### Given text:
Taking care of the kids is a full-time job. Taking care of the house is a full-time job. Working at the office is a full-time job.
Many women have to do all three of these things, and they do it without help from their partners at times. When their partners don't help, not only can it lead to resentment, and relationship problems, it can lead to burnout for the partner that is doing it all.
I am one of the 'lucky' ones who has a partner that helps me with my daughter and the house, but I know many other women who have partners that don't help with the house and they are exhausted.
Taking care of kids may not seem like a full time job, but it is. Little ones need constant care and attention, and while they are running you ragged it is hard to get any housework done. The smaller your kids are, the more true this is.
Then, with older kids, you become a constant chauffer. You have to drive them to all of their activities, and it can take up a bulk of your day. Your schedule is determined by their schedule.
You have to take them to sports and clubs, you have to take them to go get their braces tightened, you have to take them to all the things they want to do with their friends.

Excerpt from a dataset
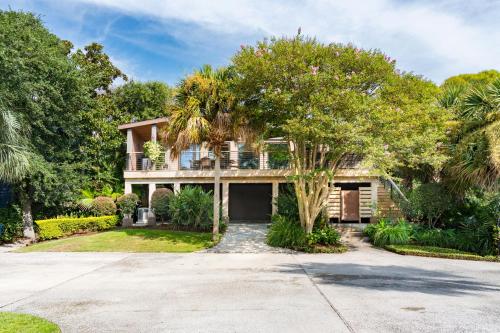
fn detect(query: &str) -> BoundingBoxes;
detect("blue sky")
[0,0,500,84]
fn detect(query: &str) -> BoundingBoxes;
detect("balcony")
[125,150,289,171]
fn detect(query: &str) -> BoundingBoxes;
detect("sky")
[0,0,500,84]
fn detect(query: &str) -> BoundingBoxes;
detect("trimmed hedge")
[384,245,500,261]
[0,206,23,244]
[92,196,116,216]
[35,215,118,240]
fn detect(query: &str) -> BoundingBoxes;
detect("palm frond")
[0,109,30,183]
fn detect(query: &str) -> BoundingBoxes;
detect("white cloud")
[65,0,500,82]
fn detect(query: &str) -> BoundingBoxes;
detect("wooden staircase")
[377,179,403,218]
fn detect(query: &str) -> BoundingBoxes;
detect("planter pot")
[148,210,156,226]
[122,214,134,227]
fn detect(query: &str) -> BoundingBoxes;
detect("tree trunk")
[20,193,35,239]
[212,155,220,241]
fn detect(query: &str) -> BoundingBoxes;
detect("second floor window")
[179,145,200,170]
[238,143,259,169]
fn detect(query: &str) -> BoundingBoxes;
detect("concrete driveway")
[0,247,500,333]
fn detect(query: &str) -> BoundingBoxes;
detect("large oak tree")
[233,34,446,233]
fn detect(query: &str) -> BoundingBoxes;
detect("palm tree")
[441,80,500,191]
[163,65,242,239]
[0,109,29,183]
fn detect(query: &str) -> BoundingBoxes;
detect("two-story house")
[118,118,395,222]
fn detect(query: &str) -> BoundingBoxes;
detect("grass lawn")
[0,312,61,333]
[384,245,499,261]
[16,229,213,252]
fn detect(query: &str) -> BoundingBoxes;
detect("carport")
[229,183,272,222]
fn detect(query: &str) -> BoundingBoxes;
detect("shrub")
[151,188,174,221]
[363,220,376,240]
[413,224,457,248]
[307,224,340,246]
[92,197,116,216]
[267,214,307,250]
[168,186,213,231]
[457,192,500,255]
[365,219,412,246]
[35,215,118,240]
[276,185,299,221]
[401,183,453,227]
[0,206,23,243]
[116,193,139,215]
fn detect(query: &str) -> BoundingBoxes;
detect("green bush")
[400,183,453,227]
[456,192,500,255]
[267,214,307,250]
[168,186,213,231]
[413,227,457,248]
[276,185,299,221]
[307,224,340,246]
[151,188,174,221]
[35,215,118,240]
[116,193,139,215]
[0,206,23,243]
[92,197,116,216]
[365,219,413,246]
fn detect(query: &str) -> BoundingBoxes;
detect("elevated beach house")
[119,118,397,223]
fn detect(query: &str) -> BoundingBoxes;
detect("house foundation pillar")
[272,182,279,215]
[148,183,156,208]
[222,182,229,221]
[125,182,132,194]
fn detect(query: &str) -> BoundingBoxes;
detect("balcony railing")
[125,153,168,171]
[126,150,289,171]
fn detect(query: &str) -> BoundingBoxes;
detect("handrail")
[380,176,408,202]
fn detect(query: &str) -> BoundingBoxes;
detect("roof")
[118,117,168,131]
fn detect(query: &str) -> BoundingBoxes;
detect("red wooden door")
[341,190,359,221]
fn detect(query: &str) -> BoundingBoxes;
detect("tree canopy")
[233,35,446,232]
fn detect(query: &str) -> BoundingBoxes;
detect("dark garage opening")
[181,183,222,202]
[229,184,273,222]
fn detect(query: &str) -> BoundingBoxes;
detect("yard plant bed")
[384,245,499,261]
[0,312,61,333]
[299,244,348,253]
[17,229,213,252]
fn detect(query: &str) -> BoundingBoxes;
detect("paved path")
[0,247,500,333]
[206,223,292,253]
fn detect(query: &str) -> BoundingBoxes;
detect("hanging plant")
[144,141,162,163]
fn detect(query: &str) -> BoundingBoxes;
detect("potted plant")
[142,141,162,169]
[116,193,139,227]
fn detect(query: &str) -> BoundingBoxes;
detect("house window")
[238,143,259,169]
[179,145,200,170]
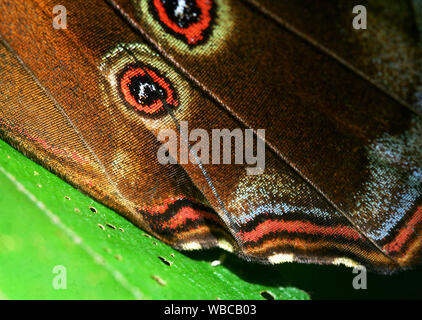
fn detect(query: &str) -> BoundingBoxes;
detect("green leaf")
[0,141,309,299]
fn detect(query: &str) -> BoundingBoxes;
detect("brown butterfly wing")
[0,1,421,271]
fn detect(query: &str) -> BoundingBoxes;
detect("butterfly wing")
[0,1,422,272]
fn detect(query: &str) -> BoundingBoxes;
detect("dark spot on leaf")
[158,256,173,267]
[89,207,97,213]
[261,291,275,300]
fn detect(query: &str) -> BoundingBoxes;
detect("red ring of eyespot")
[154,0,213,45]
[120,67,179,115]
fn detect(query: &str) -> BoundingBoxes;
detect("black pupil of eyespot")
[128,75,167,105]
[161,0,201,28]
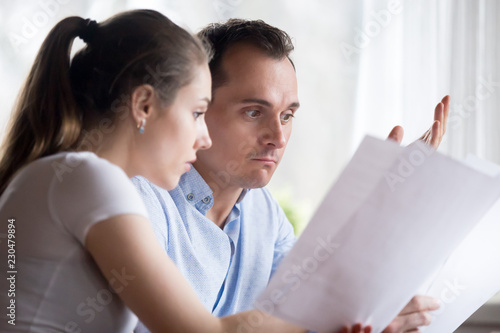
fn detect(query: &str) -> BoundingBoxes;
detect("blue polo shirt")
[132,168,295,332]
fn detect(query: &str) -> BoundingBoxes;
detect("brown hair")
[0,10,208,194]
[198,19,294,90]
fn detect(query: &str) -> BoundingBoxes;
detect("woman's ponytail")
[0,17,88,194]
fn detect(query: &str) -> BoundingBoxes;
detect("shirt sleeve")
[271,195,296,276]
[131,176,169,252]
[47,153,148,245]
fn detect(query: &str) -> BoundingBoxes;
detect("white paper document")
[255,137,500,333]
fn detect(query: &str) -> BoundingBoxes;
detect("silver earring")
[137,119,146,134]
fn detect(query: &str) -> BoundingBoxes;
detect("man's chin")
[242,170,274,188]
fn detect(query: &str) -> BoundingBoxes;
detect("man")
[133,20,448,332]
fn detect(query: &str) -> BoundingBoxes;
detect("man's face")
[194,44,299,191]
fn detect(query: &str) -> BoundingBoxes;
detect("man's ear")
[130,84,155,124]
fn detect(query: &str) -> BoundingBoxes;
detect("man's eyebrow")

### Directions for this task:
Print the passage of the text about childcare and housework from "Taking care of the kids" up to and including "they are exhausted.", keeping every word unchanged.

### Final answer:
Taking care of the kids is a full-time job. Taking care of the house is a full-time job. Working at the office is a full-time job.
Many women have to do all three of these things, and they do it without help from their partners at times. When their partners don't help, not only can it lead to resentment, and relationship problems, it can lead to burnout for the partner that is doing it all.
I am one of the 'lucky' ones who has a partner that helps me with my daughter and the house, but I know many other women who have partners that don't help with the house and they are exhausted.